DESCRIPTION OF THE TASK -> Continue the literature search strategies guide below from its last sentence, carrying on the section on MeSH terms.
BEGIN DOCUMENT EXCERPT
# Literature Search Strategies

## Effective Techniques for Finding Scientific Evidence

Comprehensive literature search is essential for grounding hypotheses in existing evidence. This reference provides strategies for both PubMed (biomedical literature) and general scientific search.

## Search Strategy Framework

### Three-Phase Approach

1. **Broad exploration:** Understand the landscape and identify key concepts
2. **Focused searching:** Target specific mechanisms, theories, or findings
3. **Citation mining:** Follow references and related articles from key papers

### Before You Search

**Clarify search goals:**
- What aspects of the phenomenon need evidence?
- What types of studies are most relevant (reviews, primary research, methods)?
- What time frame is relevant (recent only, or historical context)?
- What level of evidence is needed (mechanistic, correlational, causal)?

## PubMed Search Strategies

### When to Use PubMed

Use WebFetch with PubMed URLs for:
- Biomedical and life sciences research
- Clinical studies and medical literature
- Molecular, cellular, and physiological mechanisms
- Disease etiology and pathology
- Drug and therapeutic research

### Effective PubMed Search Techniques

#### 1. Start with Review Articles

**Why:** Reviews synthesize literature, identify key concepts, and provide comprehensive reference lists.

**Search strategy:**
- Add "review" to search terms
- Use PubMed filters: Article Type → Review, Systematic Review, Meta-Analysis
- Look for recent reviews (last 2-5 years)

**Example searches:**
- `https://pubmed.ncbi.nlm.nih.gov/?term=wound+healing+diabetes+review`
- `https://pubmed.ncbi.nlm.nih.gov/?term=gut+microbiome+cognition+systematic+review`

#### 2. Use MeSH Terms (Medical Subject Headings)

**Why:** MeSH terms are standardized vocabulary that captures concept variations.
END DOCUMENT EXCERPT
BEGIN GIVEN INFORMATION
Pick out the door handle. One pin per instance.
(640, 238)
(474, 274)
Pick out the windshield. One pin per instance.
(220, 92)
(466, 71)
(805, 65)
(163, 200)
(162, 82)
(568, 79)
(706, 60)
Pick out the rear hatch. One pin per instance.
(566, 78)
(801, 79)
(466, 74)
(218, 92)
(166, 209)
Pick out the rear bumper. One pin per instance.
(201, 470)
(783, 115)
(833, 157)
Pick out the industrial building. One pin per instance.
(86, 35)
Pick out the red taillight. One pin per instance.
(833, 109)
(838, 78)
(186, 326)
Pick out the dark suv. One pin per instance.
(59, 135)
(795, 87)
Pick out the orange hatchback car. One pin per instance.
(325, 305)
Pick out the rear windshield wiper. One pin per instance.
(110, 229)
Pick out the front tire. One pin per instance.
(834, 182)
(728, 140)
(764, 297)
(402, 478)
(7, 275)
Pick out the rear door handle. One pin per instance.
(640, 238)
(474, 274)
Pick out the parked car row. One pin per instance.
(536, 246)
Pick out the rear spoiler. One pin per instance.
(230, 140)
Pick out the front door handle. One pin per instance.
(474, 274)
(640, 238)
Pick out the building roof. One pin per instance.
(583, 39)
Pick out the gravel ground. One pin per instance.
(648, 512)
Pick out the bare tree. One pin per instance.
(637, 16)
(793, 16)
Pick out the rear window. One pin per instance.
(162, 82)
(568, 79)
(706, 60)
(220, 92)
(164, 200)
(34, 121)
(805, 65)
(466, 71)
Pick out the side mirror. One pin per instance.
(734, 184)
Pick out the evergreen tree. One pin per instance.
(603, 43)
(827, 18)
END GIVEN INFORMATION
BEGIN GIVEN INFORMATION
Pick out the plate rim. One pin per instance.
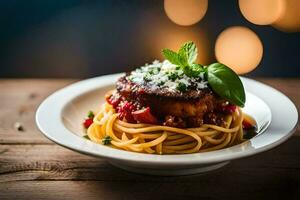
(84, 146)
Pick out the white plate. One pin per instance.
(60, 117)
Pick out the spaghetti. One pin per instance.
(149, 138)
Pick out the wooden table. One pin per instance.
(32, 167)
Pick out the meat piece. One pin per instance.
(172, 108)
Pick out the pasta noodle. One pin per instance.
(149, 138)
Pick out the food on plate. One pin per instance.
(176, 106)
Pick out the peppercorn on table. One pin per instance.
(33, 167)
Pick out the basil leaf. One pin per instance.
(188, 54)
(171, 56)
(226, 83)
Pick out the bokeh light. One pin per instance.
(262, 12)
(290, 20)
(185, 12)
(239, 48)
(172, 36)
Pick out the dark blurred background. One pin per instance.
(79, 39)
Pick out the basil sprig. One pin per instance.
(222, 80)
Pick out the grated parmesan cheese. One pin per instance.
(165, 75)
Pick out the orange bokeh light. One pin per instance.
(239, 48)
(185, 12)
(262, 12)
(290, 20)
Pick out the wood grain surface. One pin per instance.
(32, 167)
END GIVEN INFORMATION
WRITTEN ANSWER ->
**Strategy:**
- PubMed auto-suggests MeSH terms
- Helps find papers using different terminology for same concept
- More comprehensive than keyword-only searches

**Example:**
- Instead of just "heart attack," use MeSH term "Myocardial Infarction"
- Captures papers using "MI," "heart attack," "cardiac infarction," etc.

#### 3. Boolean Operators and Advanced Syntax

**AND:** Narrow search (all terms must be present)
- `diabetes AND wound healing AND inflammation`

**OR:** Broaden search (any term can be present)
- `(Alzheimer OR dementia) AND gut microbiome`

**NOT:** Exclude terms
- `cancer treatment NOT surgery`

**Quotes:** Exact phrases
- `"oxidative stress"`

**Wildcards:** Variations
- `gene*` finds gene, genes, genetic, genetics

#### 4. Filter by Publication Type and Date

**Publication types:**
- Clinical Trial
- Meta-Analysis
- Systematic Review
- Research Support, NIH
- Randomized Controlled Trial

**Date filters:**
- Recent work (last 2-5 years): Cutting-edge findings
- Historical work: Foundational studies
- Specific time periods: Track development of understanding

#### 5. Use "Similar Articles" and "Cited By"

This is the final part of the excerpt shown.